TEXT EXCERPT:
— Start —

McKendree Long abandoned his artistic dreams in the 1920s, amidst the conflict between traditionalism and modernism in the South, becoming first a Presbyterian minister and later a Baptist revivalist. While his socially prominent family would likely have been startled at this turn of events, Long was embracing a long regional tradition. Evangelical Protestantism had dominated the South since the Great Revival of the early nineteenth century, and Baptists, Methodists, and Presbyterians were the region's religious establishment, judging by cultural and moral influence. Evangelical religion prizes religious experience over other aspects of faith, offering a tangible way to deal with the burdens of sin and guilt that its Calvinist-inspired view of human nature often inculcates as well. Believers can claim God's freely given grace and rest in the assurance of salvation. This appeal of certainty, the blessed assurance of redemption, has always been a compelling quality of evangelicalism for people in times of social change and individual stress. Conviction of redemption often brings a commitment to personal morality and aspirations toward an upright life and work for the common social good (fig. 7). The Bible was the icon of faith for evangelicals like Long, the authoritative source for inspiration and daily living.
Evangelicalism wants to share the faith, placing a premium on proselytizing, and Long's decision to become not just a minister but a revivalist must be seen in this context. Southern culture has been an expressive one, and Southern life has long included a familiarity with evangelical Christianity. In Long's day, roadside signs cried out "Jesus Saves" and "Get Right with God" (fig. 8), and homes and the airwaves were filled with the singing of gospel songs, a common body of which united evangelicals in many specific denominations. Traditional Southern culture was an oral one, producing talkers -- whether storytellers, lawyers, singers, or preachers. Advocates of the gospel not only preached but also witnessed, one-to-one, to lost souls. Evangelistic campaigns were familiar to Southerners of the 1920s, among the major rituals of regional life (fig. 9). Frank Dixon, a northern observer of the South in 1900, noted that Southern Baptists had regarded "evangelism as the be-all and end-all of religion," and his observation held true long afterward. Methodist Sam Jones was the most famous Southern revival preacher of the late nineteenth century, establishing the model from which Long drew for city-wide, interdenominational services in Southern communities. Mass revivals became even more popular in the 1920s than before. Southerners could have heard not only Long preach but such well-known traveling revivalists as Mordecai Ham and Billy Sunday (fig. 10) and lesser knowns such as J. C. Bishop, the "Yodeling Cowboy Evangelist."
Long came to his role as revivalist slowly. While studying art in London, he attended services at the Metropolitan Tabernacle, an evangelical-fundamentalist haven founded by one of the most famous Baptist ministers of the nineteenth century, Charles Spurgeon. Long was rebaptized in 1912, reaffirming his Christian faith, but with a new evangelical focus. He returned to North Carolina after that but worked as a painter, proselytizing for Southern cultural advancement more than religion. He advertised an exhibit of his work in Raleigh as that of "McKendree Long, Southern Painter," and he told the audiences viewing his work that the region needed a first-class museum and greater understanding of high art.

— End —

LISTED ENTRIES:

— Start —

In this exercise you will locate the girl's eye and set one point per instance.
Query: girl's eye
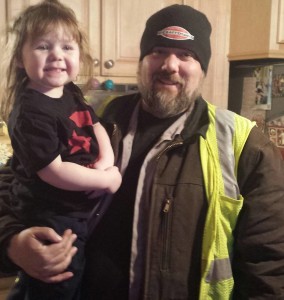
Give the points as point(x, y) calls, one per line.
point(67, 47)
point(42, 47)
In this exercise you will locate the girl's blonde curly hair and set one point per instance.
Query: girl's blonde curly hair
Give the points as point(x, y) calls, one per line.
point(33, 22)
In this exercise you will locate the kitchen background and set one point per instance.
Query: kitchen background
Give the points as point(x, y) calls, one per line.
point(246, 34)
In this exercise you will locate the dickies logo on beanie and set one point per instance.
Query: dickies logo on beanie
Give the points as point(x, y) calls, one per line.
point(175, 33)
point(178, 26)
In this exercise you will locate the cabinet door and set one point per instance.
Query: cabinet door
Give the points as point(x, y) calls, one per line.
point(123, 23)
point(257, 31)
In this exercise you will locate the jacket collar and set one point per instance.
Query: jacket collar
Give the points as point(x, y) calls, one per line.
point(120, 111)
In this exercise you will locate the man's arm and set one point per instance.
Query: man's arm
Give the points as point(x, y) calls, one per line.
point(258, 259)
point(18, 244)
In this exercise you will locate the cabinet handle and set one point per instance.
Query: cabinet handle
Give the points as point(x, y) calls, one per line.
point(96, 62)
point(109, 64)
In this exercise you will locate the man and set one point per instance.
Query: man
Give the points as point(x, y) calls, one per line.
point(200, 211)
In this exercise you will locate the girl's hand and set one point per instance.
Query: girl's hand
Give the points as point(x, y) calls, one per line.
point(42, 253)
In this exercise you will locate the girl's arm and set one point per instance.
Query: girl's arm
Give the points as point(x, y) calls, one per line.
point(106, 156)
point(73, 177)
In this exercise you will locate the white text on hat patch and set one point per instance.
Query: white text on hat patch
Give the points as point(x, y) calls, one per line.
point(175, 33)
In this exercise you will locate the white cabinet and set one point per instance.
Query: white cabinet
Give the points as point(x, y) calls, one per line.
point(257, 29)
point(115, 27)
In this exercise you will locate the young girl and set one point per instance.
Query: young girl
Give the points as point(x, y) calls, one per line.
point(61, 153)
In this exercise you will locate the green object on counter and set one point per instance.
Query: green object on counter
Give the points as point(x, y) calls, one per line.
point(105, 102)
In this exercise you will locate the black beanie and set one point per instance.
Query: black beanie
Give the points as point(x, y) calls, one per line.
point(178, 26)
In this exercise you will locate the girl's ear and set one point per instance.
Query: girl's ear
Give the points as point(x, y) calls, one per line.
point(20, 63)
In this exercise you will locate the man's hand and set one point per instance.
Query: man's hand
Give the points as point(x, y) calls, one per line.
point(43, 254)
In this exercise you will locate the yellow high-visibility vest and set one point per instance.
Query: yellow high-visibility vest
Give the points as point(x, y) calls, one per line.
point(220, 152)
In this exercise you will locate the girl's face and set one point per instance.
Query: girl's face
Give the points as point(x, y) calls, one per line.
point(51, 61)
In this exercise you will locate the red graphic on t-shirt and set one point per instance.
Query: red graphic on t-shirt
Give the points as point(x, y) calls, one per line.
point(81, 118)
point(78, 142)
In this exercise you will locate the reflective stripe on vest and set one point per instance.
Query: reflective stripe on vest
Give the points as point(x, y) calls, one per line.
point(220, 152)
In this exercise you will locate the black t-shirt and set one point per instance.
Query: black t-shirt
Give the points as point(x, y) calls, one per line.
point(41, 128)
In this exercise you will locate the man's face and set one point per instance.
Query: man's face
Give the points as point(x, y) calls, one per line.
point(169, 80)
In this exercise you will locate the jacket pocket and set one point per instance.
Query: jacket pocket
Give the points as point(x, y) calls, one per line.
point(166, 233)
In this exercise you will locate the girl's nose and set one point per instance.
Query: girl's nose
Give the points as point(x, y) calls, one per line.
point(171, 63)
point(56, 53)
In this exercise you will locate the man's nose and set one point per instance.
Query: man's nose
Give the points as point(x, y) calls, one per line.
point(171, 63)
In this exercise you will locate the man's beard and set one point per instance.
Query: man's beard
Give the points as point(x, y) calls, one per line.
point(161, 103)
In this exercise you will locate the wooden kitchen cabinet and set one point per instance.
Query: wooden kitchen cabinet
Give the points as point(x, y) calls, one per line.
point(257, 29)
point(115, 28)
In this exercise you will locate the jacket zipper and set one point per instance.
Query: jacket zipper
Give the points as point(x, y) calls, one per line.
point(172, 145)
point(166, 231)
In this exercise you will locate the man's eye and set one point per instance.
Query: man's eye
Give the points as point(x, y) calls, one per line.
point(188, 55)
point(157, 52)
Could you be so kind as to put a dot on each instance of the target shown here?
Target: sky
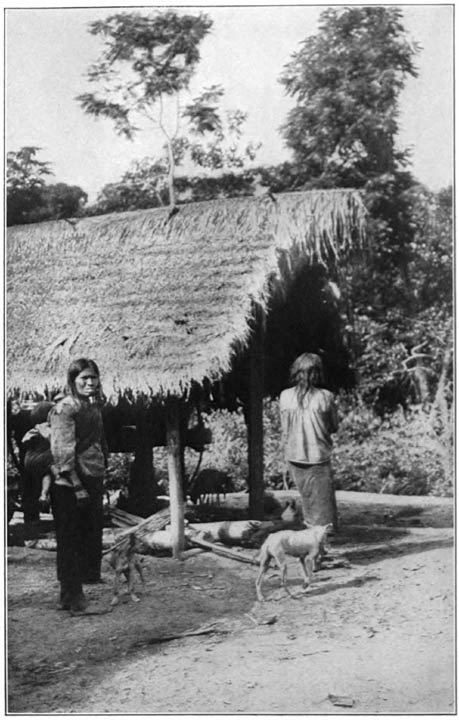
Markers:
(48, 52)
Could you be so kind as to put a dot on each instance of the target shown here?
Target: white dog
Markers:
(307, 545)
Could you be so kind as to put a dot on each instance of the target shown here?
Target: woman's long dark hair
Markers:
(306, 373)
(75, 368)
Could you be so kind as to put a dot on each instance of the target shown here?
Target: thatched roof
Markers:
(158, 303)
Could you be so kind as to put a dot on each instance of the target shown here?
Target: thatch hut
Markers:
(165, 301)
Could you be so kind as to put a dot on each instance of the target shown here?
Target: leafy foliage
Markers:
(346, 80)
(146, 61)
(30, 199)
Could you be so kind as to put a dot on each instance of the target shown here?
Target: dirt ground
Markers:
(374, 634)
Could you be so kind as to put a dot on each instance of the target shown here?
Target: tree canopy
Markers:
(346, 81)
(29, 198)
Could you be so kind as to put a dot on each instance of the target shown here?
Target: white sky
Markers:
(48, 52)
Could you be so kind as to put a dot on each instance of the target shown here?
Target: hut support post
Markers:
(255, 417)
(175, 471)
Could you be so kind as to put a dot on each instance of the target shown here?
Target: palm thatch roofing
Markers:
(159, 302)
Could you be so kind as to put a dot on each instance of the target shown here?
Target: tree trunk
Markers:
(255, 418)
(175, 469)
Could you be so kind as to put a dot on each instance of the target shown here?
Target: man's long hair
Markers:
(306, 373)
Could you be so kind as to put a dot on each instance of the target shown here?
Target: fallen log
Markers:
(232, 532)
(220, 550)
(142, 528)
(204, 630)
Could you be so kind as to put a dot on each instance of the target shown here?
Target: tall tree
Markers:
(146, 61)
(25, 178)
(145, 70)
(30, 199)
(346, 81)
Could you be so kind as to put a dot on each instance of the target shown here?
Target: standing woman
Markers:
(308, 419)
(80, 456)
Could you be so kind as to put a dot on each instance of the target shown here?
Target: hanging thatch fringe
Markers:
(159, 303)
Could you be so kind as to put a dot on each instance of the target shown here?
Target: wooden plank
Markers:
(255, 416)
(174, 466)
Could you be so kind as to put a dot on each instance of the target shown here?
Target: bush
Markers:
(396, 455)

— End —

WRITTEN INSTRUCTION 1: According to the passage on McKendree Long, who founded the Metropolitan Tabernacle that Long attended in London?
WRITTEN INSTRUCTION 2: Please resume the passage on McKendree Long, picking up right after its final sentence.

ANSWER 1: Charles Spurgeon

ANSWER 2:
Gradually, as the dramatic conflicts of the 1920s developed, Long turned to evangelicalism in charting a new course for his creativity. After announcing his decision in the mid-1920s to become an evangelist, he preached high-profile revivalistic campaigns, such as the seven-week revival at Lumberton, North Carolina, in 1930. The Charlotte Observer reported that the campaign resulted in 675 professions of faith and repentance, "placing him in a class with the best of the nationally known evangelists of the last twenty years." The revival began in Lumberton's downtown Methodist church, moved to the grade-school auditorium when it grew in numbers, and relocated to a large tobacco warehouse, where it became a true community service. The Observer concluded from the revival that Long was "launched upon a career of great usefulness and success as a minister. Revealingly, the paper also noted the town's financial generosity toward Long, providing substantial contributions when it became clear he needed support. This generosity came despite "boll weevil conditions existing and mills running only on part time" in Lumberton. Long also noted that he sold sixteen of his paintings locally, earning the equivalent of two months of a preacher's salary.
Long went through a personal crisis of sorts shortly after this revival, writing in November and December 1930 of facing a decision whether to continue his revivalistic work or turn once again to art. He noted in his journal that he prayed God would help him discern what to do. "I was assured after this prayer," he wrote, "in which God's presence seemed to fill both the room and my own soul that I should know this, too, by Christmas, 1930." He hoped that God would allow his ministry "since the whole evangelistic ministry is well-nigh on the rocks, through Modernistic persecution, and, alas, indiscreet methods by the evangels themselves in some cases."
By this time, the Great Depression had struck hard at the South. Even before the Depression, the South faced serious economic problems, with chronic overproduction of its staple crops and an abundance of landless sharecroppers and tenant farmers (fig. 11). Its leading industry, textiles, faced dim prospects in the late 1920s, from increasing competition and overproduction, and bad conditions were made worse by the collapse of export markets and declining incomes once the Depression began. On one day in 1932, authorities sold a quarter of the agricultural land in Mississippi; in the same year, a quarter of the labor force in Birmingham was unemployed. Such extreme conditions swept across the entire region, which Franklin D. Roosevelt pronounced "the nation's No. 1 economic problem."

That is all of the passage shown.